Consigne: D'après l'extrait du document, quel est le montant du chiffre d'affaires réalisé l'année passée par Healthineers ?

L'industriel Siemens introduit vendredi en Bourse Healthineers, sa très rentable division d'ingénierie médicale, une IPO plus modeste que prévue à 4,2 milliards d'euros, mais qui délie davantage le vieux conglomérat allemand. Healthineers équipe les hôpitaux à travers le monde en appareils d'imagerie médicale (scanners, échographies), en bras robotisés pour les blocs opératoires, appareils d'exploration des vaisseaux sanguins ou encore des cathéters. Mais surtout, cette division de Siemens est en excellente santé. Il s'agit de la deuxième branche d'activité plus rentable du groupe, avec une marge opérationnelle à 18,1%, loin devant celles de ses autres activités, comme les turbines ou les trains. Côté chiffre d'affaires, Healthineers a généré l'année passée 13,8 milliards d'euros, soit la plus grosse rentrée de Siemens, après sa division pléthorique Power & Gaz en difficulté.

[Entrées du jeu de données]
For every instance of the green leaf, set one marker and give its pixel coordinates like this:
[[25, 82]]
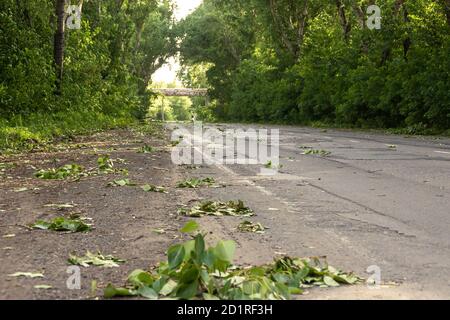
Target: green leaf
[[191, 274], [147, 292], [140, 278], [190, 227], [187, 291], [27, 274], [111, 292], [330, 282], [43, 286], [224, 250], [168, 288], [176, 256]]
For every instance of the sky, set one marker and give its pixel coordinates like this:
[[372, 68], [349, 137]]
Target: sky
[[167, 73]]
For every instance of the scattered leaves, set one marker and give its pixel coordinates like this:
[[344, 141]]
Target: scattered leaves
[[146, 149], [43, 286], [196, 182], [248, 226], [190, 227], [27, 275], [322, 153], [68, 171], [216, 208], [153, 188], [62, 224], [97, 260], [195, 271], [121, 183]]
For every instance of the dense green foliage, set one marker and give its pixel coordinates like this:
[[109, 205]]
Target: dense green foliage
[[108, 63], [317, 61]]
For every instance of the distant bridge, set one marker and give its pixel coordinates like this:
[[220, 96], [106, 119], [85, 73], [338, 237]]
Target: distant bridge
[[182, 92]]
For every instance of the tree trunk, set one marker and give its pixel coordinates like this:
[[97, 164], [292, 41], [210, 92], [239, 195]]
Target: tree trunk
[[58, 53], [446, 5], [346, 26]]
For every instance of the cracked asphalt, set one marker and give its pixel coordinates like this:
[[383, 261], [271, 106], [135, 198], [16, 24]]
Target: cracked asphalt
[[375, 200]]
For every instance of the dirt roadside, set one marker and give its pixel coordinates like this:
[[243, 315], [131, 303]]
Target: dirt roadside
[[123, 217]]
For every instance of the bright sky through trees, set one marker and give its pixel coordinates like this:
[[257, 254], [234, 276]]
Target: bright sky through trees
[[167, 73]]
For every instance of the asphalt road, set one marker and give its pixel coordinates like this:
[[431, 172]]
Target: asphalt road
[[375, 200]]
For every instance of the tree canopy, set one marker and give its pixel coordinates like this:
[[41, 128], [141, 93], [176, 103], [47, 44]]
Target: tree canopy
[[319, 62]]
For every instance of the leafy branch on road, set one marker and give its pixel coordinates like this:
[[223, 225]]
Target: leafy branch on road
[[62, 224], [153, 188], [254, 227], [98, 260], [217, 208], [105, 165], [194, 183], [322, 153], [195, 271]]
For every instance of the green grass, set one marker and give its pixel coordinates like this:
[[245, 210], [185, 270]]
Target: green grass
[[37, 130]]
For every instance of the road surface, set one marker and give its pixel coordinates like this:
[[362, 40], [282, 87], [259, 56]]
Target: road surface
[[376, 200]]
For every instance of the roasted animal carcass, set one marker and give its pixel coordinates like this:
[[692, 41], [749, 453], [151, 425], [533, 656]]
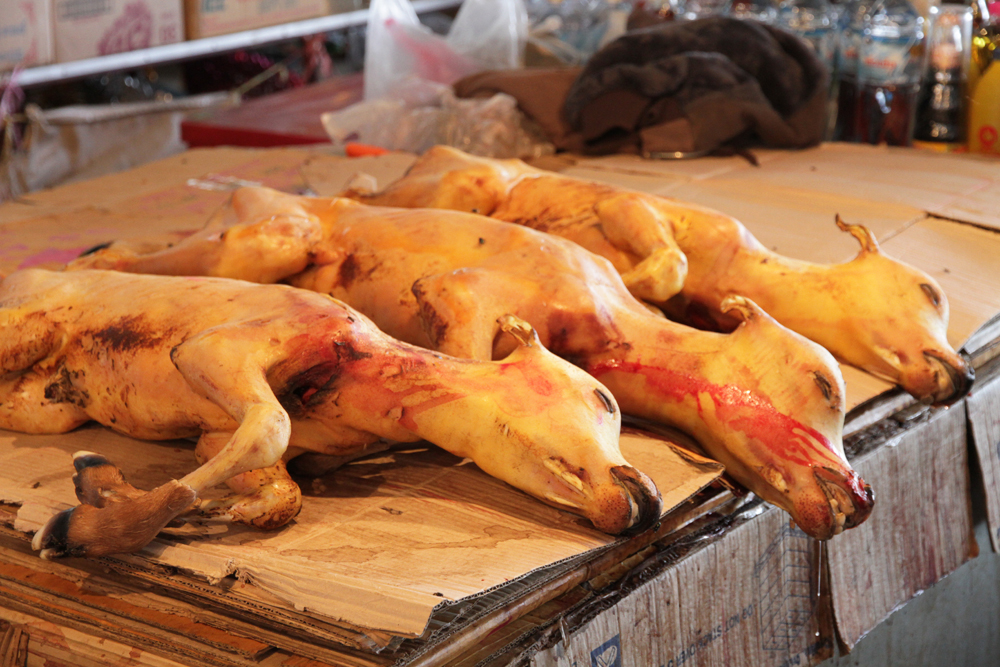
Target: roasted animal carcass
[[874, 312], [764, 401], [262, 373]]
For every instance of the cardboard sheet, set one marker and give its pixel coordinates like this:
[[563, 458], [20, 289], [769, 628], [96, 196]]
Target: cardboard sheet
[[919, 531], [983, 407]]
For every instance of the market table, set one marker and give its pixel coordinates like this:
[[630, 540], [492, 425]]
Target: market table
[[724, 579]]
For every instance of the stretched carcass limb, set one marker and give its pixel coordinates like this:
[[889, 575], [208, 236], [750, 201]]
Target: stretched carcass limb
[[764, 401], [263, 373], [875, 312], [443, 280]]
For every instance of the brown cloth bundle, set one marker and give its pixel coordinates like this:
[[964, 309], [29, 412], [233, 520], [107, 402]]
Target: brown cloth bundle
[[691, 86]]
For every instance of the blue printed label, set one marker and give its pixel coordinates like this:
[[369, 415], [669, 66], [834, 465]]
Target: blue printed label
[[608, 654]]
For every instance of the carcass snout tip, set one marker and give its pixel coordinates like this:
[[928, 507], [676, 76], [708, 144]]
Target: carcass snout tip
[[645, 502], [954, 377], [850, 500]]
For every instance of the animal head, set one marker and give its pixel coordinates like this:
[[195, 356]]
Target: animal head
[[899, 316], [789, 425], [557, 431]]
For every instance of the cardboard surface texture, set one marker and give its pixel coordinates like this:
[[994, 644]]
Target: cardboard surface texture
[[85, 28], [25, 34], [406, 529], [207, 18], [983, 406], [920, 529], [751, 597]]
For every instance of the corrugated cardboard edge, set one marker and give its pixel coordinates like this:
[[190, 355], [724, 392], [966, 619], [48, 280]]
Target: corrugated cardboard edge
[[918, 462], [983, 411], [757, 583]]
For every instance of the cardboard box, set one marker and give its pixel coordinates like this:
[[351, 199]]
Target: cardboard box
[[25, 34], [207, 18], [749, 592], [89, 28], [752, 595]]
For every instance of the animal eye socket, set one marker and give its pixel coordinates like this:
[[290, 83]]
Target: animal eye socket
[[608, 403], [932, 294]]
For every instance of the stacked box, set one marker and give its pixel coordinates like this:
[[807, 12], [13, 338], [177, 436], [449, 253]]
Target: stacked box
[[25, 33], [89, 28]]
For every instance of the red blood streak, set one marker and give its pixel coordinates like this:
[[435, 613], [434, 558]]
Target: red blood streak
[[742, 410]]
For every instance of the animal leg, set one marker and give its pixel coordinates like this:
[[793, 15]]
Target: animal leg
[[24, 406], [25, 342], [459, 314], [266, 498], [113, 517], [631, 224], [240, 388]]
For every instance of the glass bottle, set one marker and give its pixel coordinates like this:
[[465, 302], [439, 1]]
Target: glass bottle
[[890, 64], [981, 50], [815, 22], [941, 110], [852, 25], [984, 114]]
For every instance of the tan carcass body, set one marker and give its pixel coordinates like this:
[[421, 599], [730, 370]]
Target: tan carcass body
[[262, 373], [873, 312], [764, 401]]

Réponse: 13,8 milliards d'euros.